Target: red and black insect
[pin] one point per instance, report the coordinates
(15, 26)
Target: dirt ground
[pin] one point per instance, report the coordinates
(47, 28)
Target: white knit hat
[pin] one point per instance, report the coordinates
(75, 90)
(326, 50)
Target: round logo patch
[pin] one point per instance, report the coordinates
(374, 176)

==

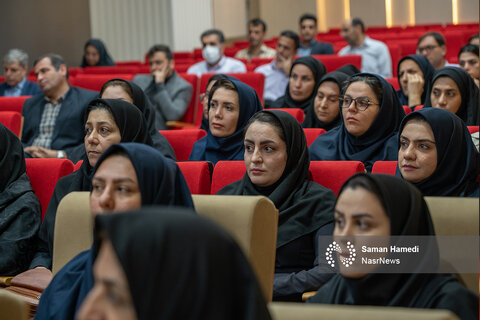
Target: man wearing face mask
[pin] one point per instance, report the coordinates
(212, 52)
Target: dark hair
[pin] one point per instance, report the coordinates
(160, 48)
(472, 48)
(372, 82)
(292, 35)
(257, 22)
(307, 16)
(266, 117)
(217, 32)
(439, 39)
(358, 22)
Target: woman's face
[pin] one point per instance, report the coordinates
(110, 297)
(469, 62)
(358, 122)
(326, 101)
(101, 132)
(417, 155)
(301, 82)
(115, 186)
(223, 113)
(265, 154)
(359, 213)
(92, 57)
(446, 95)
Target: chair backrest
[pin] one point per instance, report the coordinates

* * *

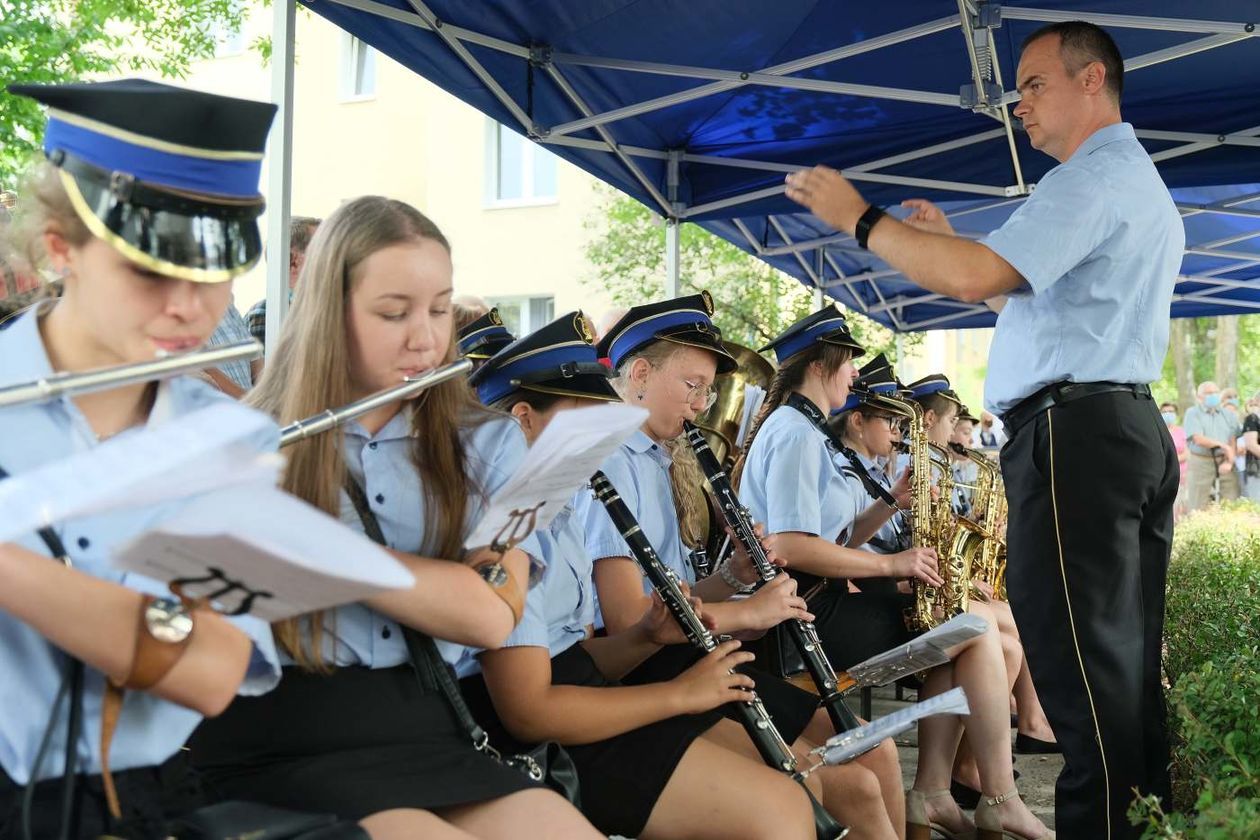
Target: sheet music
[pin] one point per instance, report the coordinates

WHAT NEEDS TO BE DONE – Show every line of the listing containing the string "face" by copying it.

RESULT –
Target: man wearing face mask
Target: woman's face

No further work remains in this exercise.